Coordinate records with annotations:
########

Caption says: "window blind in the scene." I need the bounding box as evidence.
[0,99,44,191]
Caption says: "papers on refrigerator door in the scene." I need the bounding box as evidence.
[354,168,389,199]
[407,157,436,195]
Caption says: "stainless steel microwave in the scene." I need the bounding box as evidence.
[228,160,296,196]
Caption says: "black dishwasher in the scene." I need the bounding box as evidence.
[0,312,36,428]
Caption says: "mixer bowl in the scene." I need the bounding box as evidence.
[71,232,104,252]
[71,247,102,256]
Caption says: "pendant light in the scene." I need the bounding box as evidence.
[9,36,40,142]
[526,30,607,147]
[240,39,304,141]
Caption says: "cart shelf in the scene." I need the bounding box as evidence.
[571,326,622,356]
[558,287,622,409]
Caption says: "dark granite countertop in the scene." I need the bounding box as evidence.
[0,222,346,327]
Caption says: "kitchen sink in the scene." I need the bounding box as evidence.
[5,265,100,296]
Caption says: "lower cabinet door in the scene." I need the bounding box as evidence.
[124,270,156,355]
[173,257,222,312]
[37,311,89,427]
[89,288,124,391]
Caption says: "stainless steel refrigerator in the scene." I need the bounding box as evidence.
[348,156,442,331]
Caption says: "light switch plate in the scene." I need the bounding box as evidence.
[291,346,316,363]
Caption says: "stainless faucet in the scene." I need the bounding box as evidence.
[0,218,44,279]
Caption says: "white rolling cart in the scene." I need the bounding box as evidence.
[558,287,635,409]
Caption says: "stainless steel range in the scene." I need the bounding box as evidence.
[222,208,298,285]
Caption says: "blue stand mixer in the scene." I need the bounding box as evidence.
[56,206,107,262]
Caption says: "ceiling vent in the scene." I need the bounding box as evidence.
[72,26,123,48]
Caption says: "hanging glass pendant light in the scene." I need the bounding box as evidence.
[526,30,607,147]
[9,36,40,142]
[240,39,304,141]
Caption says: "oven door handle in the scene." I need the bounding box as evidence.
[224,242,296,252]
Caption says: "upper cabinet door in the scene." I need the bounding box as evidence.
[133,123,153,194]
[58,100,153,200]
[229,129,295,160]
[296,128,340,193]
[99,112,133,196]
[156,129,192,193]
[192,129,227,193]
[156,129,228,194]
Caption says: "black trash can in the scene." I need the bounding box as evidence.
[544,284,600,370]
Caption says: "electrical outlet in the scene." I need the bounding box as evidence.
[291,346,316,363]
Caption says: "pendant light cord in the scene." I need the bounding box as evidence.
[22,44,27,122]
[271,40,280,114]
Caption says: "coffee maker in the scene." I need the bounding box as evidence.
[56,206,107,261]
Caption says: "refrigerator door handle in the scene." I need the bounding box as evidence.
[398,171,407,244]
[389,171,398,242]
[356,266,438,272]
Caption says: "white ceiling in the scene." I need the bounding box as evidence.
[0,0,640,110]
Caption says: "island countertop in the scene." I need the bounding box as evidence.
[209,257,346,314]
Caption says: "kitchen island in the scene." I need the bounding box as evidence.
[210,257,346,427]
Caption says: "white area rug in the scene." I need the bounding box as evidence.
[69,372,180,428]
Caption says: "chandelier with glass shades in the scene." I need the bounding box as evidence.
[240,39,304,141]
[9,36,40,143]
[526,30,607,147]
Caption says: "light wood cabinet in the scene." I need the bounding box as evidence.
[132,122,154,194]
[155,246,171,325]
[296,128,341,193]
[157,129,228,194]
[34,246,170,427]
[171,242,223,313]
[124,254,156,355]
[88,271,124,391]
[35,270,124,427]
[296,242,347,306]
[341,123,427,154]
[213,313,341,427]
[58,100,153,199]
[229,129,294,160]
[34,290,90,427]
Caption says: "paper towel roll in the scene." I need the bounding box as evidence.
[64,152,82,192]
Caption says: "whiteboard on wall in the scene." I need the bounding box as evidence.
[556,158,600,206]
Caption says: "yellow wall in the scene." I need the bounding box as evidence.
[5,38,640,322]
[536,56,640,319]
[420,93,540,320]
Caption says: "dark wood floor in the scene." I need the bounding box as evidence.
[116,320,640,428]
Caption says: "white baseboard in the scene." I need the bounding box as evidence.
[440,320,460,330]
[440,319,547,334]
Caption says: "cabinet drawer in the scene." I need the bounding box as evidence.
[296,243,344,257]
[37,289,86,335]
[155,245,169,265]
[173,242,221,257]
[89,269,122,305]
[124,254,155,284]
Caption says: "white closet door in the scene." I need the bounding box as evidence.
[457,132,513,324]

########

_Exercise directions_: Please write out all the rows above word for word, leaving every line unchanged.

_Result for this task_:
Caption says: "window blind in the scene." I need the bounding box as evidence.
[0,99,44,191]
Caption says: "papers on refrigerator door in the scene." I need the bounding box as evidence.
[354,168,389,199]
[407,157,436,195]
Caption says: "stainless steel microwave in the scene." I need the bounding box as evidence.
[228,160,296,196]
Caption says: "black dishwasher in the scene." I need the bounding box as evidence.
[0,312,36,428]
Caption says: "mixer bowl in the scene." I need the bounding box as evidence.
[71,232,104,252]
[71,247,102,256]
Caption says: "pendant light in the scene." I need the bounding box as evidence.
[9,36,40,142]
[526,30,607,147]
[240,39,304,141]
Caption says: "cart shelf in the scene." I need the bounding box as evidence.
[571,326,622,356]
[558,287,622,409]
Caption says: "dark granite countertop in the scene." I need the bounding box as evidence.
[0,222,346,327]
Caption says: "kitchen sink in the scene." I need the bounding box as evidence.
[5,265,100,296]
Caption says: "lower cabinet door in the scene." I need the bounding box as evidence.
[124,270,156,355]
[173,257,222,312]
[37,311,89,427]
[89,288,124,391]
Caption says: "stainless steel refrigerator in the scene." I need the bounding box as evidence.
[348,156,442,331]
Caption says: "light switch plate in the scene." I need the bounding box as evidence.
[291,346,316,363]
Caption says: "stainless faucet in the scene." I need the bounding box as evidence.
[0,218,44,279]
Caption says: "white rolling cart in the scene." I need the bounding box as evidence.
[558,287,635,409]
Caption says: "stainless steel range in the scene." I need the bounding box as evidence.
[222,208,298,285]
Caption says: "blue stand mixer in the scene." I need the bounding box as evidence.
[56,206,107,262]
Caption says: "ceiling vent in the scene." I need the bounding box as evidence.
[72,26,123,48]
Caption says: "hanging glass pendant light in the scene." I need the bounding box as evidence.
[526,30,607,147]
[9,36,40,142]
[240,39,304,141]
Caption says: "oven door handle in the scene." I need the bounding box as evidence.
[224,242,296,252]
Caption says: "upper cabinet door in the scene." I need the bounding box as evidence.
[133,123,153,194]
[58,100,153,200]
[229,129,295,160]
[296,128,340,193]
[99,112,133,196]
[156,129,192,193]
[192,129,227,193]
[156,129,228,194]
Caption says: "black trash can in the scene." I need the bounding box as evidence.
[544,284,600,370]
Caption says: "electrical outlet in the scene." I need the bounding box as evidence.
[291,346,316,363]
Caption says: "pendant light cord in the scene." I need the bounding box as evidence.
[22,44,27,122]
[271,40,280,114]
Caption says: "coffee maker in the scene." I need the bounding box as evidence.
[56,206,107,261]
Caption says: "refrigerator door handle in the scene." I need the bounding box as evidence.
[398,171,407,244]
[389,171,398,242]
[356,266,438,272]
Caption says: "white ceiling in the scene." I need the bounding box as evidence.
[0,0,640,110]
Caption says: "island countertop in the scene." I need the bounding box as evidence.
[209,257,346,314]
Caption says: "kitchen island in the scene." I need the bounding box as evidence.
[210,257,346,427]
Caption says: "white area rug in the scene." I need the bounding box as evidence.
[69,372,180,428]
Caption says: "chandelier with glass shades in the scene." I need the bounding box as evidence.
[240,39,304,141]
[9,36,40,143]
[526,30,607,147]
Caption says: "light wood cabinet in the scene." I need the bounding box as evidence.
[132,122,154,194]
[155,246,171,325]
[296,128,341,193]
[157,129,228,194]
[34,246,170,427]
[171,242,223,313]
[124,254,156,355]
[88,271,124,391]
[35,270,124,427]
[296,242,347,306]
[341,123,427,154]
[213,313,341,427]
[58,100,153,199]
[229,129,294,160]
[34,290,90,427]
Caption says: "paper towel roll in the scene." I need the bounding box as evidence.
[64,152,82,192]
Caption says: "whiteboard on wall in the scene." I need the bounding box as evidence.
[556,158,600,206]
Caption says: "yellow wall in the scene." I need the bounding box as evidence.
[5,38,640,322]
[536,56,640,319]
[420,93,540,320]
Caption says: "dark wood floor in the scene." I need the bounding box as evidence.
[116,320,640,428]
Caption says: "white baseboard in the scene." I need the bounding box as evidence.
[440,320,460,330]
[440,319,547,334]
Caption says: "cabinet drawer in the scene." I need the bounding box as evidence.
[296,243,344,257]
[37,289,86,335]
[155,245,169,265]
[173,242,221,257]
[89,269,122,305]
[124,254,155,284]
Caption says: "white closet door in the scene." I need the bounding box as evidence.
[457,132,513,324]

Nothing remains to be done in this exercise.